There are some obvious political considerations that potentially explain the muted objections to Democratic inaction on the war.
The most obvious, and the most ignoble, is a desire that the war in Iraq - as destructive as it is - still be raging during the 2008 elections, based on the belief that Americans will punish Republicans for the war even more than they did in the 2006 midterm elections.
Is that naked political calculation driving some of the unwillingness of some Democratic elected officials to end the war? One would like to think not, but it is growing increasingly more difficult to avoid that suspicion.
Then there is the related, somewhat more reasonable political consideration which is grounded in the fear that if Democrats end the war in Iraq, all of the resulting violence and chaos which rightfully belongs in George Bush's lap will instead be heaped on the Democrats
"we were so close to winning if only the Democrats hadn't forced a withdrawal".
It is certainly true that war supporters, desperate to blame someone other than themselves for the disaster they have wrought, would immediately exploit this dishonest storyline, but does that really matter?
If ending the war is urgently necessary, is that consideration even remotely sufficient to justify a decision by Democrats to allow it to continue? Isn't that the same rationale that was used by Democrats who voted in favor of the 2002 Iraq AUMF. "if we oppose it, we will be damaged politically for years to come, and since it will pass anyway, why not support it and avoid incurring that political damage"? It is difficult to reconcile criticism of Congressional Democrats who voted on political grounds in 2002 to authorize the invasion of Iraq with a willingness now to allow them to avoid compelling an end to that war.
What does seem clear is that one of the principal factors accounting for the reluctance of Democrats to advocate de-funding is that the standard corruption that infects our political discourse has rendered the de-funding option truly radioactive.
--
_Task to complete_. Please carry on the commentary about Democrats and ending the Iraq war, starting right after its last sentence.

_Dataset entries_.
--
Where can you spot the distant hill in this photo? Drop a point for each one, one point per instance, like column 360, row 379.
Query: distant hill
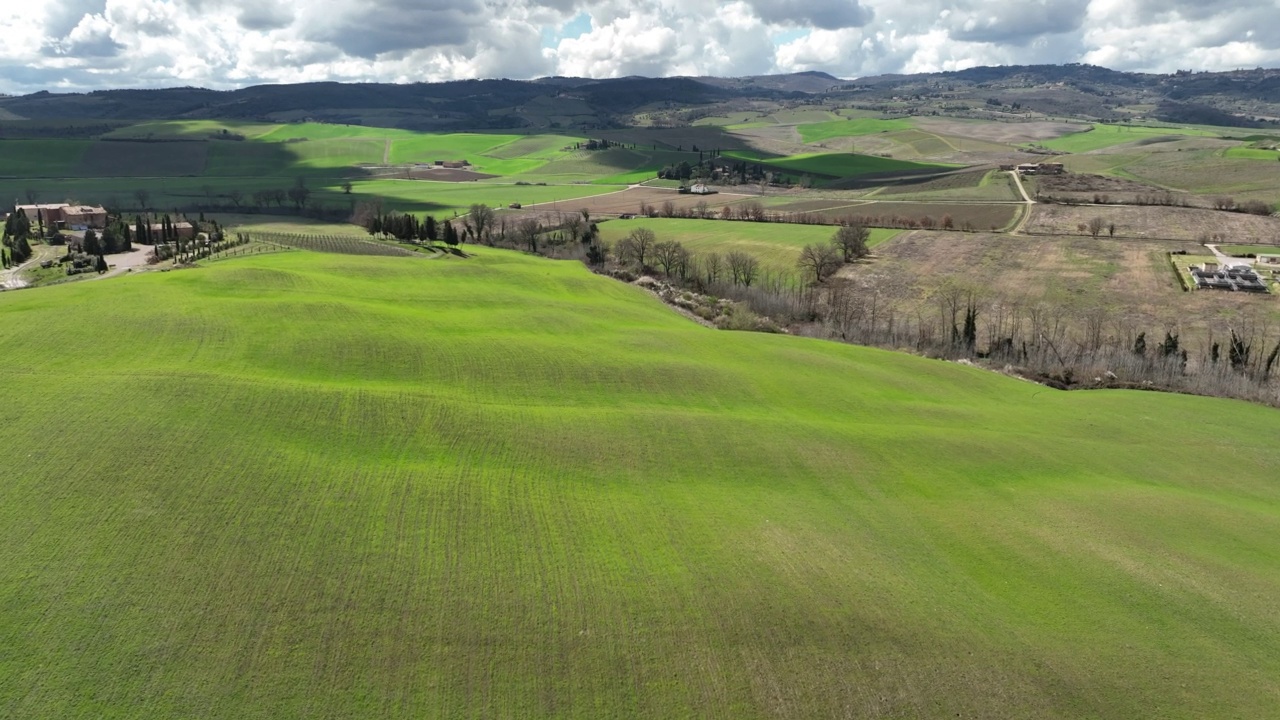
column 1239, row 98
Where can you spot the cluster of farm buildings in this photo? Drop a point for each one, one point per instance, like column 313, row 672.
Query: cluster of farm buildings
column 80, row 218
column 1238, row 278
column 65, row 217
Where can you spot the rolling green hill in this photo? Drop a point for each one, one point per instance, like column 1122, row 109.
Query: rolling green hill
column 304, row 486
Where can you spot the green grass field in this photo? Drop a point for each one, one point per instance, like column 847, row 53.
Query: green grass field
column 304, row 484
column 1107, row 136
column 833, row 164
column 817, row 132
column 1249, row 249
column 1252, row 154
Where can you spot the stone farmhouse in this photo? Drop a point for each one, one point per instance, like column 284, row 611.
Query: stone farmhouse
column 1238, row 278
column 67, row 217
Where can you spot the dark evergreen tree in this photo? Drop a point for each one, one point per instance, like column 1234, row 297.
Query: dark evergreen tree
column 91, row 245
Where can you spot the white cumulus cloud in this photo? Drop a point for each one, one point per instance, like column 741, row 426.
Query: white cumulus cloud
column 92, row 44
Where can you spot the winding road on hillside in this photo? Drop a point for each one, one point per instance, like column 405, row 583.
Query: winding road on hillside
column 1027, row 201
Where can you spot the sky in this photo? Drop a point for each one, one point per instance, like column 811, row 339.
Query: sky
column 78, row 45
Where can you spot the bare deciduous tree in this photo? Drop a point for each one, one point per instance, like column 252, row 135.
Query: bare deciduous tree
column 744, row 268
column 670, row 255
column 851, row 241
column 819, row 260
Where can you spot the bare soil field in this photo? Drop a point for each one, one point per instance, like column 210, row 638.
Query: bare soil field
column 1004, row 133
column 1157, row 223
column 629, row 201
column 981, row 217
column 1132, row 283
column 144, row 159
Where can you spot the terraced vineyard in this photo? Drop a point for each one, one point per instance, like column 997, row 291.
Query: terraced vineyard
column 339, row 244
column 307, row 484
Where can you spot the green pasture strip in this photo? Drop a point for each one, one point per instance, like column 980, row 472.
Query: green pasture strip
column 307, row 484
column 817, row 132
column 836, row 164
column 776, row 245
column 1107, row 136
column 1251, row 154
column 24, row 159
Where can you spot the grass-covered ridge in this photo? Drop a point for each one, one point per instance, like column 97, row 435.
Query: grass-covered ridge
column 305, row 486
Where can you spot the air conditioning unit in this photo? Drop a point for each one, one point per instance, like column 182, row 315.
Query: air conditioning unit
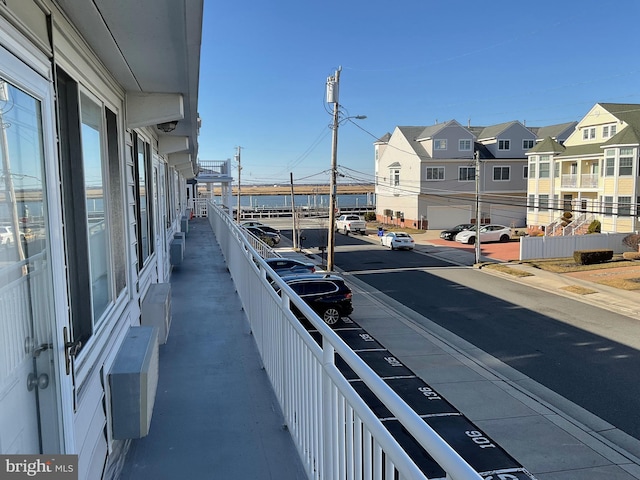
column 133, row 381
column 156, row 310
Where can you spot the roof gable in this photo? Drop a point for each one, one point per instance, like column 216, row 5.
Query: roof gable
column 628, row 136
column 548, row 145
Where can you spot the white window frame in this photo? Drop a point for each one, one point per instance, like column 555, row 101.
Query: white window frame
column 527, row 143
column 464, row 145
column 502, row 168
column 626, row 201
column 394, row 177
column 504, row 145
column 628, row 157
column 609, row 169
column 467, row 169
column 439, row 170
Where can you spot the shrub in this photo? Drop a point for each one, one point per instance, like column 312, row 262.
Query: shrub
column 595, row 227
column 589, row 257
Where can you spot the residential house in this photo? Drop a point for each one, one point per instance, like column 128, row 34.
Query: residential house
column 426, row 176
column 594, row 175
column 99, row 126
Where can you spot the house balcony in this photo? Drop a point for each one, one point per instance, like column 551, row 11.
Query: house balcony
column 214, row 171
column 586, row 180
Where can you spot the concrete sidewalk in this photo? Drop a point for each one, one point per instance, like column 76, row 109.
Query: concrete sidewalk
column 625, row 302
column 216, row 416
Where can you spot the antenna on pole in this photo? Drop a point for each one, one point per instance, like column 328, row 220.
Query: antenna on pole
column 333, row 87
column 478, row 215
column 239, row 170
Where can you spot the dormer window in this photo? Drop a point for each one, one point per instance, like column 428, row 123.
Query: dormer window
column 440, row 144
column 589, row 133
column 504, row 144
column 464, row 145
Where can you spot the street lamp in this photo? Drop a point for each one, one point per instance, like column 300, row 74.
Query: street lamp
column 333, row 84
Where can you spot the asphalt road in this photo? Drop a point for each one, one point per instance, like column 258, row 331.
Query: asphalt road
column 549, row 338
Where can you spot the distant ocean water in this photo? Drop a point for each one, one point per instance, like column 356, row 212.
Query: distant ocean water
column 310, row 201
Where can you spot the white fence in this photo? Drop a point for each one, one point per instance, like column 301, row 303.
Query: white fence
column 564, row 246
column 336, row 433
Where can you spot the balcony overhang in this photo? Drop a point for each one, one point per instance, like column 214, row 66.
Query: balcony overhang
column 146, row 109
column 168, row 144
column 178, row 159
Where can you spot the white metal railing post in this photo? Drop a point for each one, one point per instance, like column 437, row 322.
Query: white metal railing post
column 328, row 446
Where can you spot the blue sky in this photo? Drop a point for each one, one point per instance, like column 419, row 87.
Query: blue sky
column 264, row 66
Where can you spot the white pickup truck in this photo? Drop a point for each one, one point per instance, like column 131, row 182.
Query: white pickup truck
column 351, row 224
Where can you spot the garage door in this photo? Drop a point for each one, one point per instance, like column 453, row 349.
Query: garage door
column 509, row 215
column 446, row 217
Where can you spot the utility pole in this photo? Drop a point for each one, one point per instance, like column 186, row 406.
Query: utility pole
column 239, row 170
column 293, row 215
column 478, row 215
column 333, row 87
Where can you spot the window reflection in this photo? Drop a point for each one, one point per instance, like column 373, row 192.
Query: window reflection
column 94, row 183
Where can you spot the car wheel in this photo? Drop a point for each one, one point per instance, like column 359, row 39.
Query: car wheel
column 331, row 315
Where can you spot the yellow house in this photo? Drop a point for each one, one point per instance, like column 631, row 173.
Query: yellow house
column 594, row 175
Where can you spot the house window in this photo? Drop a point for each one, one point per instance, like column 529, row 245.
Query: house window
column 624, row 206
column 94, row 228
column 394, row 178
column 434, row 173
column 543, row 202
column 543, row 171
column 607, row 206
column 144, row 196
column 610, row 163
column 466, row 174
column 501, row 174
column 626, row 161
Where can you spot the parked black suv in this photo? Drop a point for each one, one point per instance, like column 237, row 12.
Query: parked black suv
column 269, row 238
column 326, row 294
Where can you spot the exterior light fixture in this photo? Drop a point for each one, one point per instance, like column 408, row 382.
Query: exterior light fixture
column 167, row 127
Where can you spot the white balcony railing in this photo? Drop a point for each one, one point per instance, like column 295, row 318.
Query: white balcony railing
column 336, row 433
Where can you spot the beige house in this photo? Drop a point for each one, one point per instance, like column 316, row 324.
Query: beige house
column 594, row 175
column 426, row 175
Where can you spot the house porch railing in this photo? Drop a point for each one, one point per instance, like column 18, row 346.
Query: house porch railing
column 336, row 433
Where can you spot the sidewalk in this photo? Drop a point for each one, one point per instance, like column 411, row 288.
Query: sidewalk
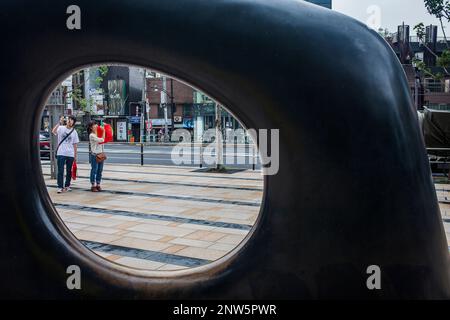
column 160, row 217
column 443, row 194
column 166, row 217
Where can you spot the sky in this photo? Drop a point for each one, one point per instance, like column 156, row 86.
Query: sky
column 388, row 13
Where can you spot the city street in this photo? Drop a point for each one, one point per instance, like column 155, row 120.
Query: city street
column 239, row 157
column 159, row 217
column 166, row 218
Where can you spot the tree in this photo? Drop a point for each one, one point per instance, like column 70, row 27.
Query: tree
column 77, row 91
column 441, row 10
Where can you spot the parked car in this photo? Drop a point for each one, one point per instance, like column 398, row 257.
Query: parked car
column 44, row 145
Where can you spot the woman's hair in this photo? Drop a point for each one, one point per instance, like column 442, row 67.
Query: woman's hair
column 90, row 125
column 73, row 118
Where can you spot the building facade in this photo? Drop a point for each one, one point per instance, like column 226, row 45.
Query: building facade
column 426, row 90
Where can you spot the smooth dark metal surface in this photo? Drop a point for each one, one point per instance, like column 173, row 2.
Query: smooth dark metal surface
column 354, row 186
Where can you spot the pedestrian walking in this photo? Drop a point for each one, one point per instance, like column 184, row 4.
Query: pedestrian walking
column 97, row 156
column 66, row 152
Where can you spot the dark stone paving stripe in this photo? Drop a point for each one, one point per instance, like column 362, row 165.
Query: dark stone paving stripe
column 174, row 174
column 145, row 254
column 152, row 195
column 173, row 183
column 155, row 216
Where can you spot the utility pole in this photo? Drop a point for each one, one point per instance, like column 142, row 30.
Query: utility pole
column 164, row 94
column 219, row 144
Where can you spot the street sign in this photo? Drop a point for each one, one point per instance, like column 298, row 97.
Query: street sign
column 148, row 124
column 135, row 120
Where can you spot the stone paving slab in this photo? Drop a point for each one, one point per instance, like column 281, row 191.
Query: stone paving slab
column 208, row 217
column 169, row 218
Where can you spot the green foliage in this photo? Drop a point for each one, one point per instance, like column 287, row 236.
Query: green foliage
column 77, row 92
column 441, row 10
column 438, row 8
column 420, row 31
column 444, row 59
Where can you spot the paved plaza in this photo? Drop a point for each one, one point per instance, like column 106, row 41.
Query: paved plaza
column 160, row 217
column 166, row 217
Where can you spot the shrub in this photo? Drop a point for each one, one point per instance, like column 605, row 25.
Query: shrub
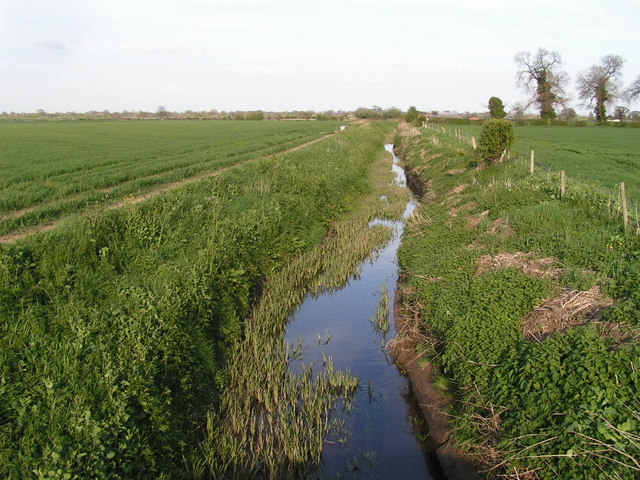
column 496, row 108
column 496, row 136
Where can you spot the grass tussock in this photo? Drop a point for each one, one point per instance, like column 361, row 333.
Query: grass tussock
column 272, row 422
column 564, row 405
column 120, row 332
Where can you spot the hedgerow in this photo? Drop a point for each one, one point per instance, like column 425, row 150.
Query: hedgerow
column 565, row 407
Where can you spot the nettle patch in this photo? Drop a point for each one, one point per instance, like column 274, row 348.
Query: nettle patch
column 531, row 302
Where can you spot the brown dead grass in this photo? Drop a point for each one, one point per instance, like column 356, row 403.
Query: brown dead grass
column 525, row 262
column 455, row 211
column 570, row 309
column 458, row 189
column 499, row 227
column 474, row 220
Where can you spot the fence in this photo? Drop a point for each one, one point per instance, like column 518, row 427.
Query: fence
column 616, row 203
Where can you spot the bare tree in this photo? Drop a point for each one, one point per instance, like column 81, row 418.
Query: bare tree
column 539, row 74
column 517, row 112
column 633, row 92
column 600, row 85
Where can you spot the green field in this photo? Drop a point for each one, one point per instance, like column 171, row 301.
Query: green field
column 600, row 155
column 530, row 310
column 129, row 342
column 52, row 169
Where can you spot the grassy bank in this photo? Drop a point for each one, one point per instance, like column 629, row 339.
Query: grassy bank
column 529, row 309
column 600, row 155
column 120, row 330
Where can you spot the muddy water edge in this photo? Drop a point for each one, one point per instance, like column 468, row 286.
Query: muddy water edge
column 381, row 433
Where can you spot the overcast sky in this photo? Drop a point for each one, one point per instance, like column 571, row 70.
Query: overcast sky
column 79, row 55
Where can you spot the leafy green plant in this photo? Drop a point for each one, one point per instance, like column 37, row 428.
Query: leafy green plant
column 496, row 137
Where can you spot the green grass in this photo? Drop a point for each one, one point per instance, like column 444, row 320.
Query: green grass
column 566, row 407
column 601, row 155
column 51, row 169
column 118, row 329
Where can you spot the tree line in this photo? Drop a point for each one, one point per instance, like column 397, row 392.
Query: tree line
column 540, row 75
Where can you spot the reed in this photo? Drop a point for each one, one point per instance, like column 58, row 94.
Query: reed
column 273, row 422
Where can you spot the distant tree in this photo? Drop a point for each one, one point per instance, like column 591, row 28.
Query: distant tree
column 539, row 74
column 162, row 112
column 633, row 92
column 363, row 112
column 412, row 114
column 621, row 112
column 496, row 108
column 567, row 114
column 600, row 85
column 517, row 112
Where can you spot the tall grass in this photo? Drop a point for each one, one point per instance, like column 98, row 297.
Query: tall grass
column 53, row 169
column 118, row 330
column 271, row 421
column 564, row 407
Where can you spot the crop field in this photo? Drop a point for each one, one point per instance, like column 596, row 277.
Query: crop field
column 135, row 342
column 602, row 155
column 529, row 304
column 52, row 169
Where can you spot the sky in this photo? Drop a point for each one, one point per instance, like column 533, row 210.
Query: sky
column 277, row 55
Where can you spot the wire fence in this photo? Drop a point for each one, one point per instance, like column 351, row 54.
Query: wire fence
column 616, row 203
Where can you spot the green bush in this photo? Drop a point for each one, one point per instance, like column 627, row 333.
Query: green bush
--
_Answer area_.
Republicans and the media have propagated - and Democrats have frequently affirmed - the proposition that to de-fund a war is to endanger the "troops in the field."
This unbelievably irrational, even stupid, concept has arisen and has now taken root - that to cut off funds for the war means that, one day, our troops are going to be in the middle of a vicious fire-fight and suddenly they will run out of bullets - or run out of gas or armor - because Nancy Pelosi refused to pay for the things they need to protect themselves, and so they are going to find themselves in the middle of the Iraq war with no supplies and no money to pay for what they need.
That is just one of those grossly distorting, idiotic myths the media allows to become immovably lodged in our political discourse and which infects our political analysis and prevents any sort of rational examination of our options.
That is why virtually all political figures run away as fast and desperately as possible from the idea of de-funding a war - it's as though they have to strongly repudiate de-funding options because de-funding has become tantamount to "endangering our troops" (notwithstanding the fact that Congress has
de-funded wars in the past and it is obviously done in coordination with the military and over a scheduled time frame so as to avoid "endangering the troops").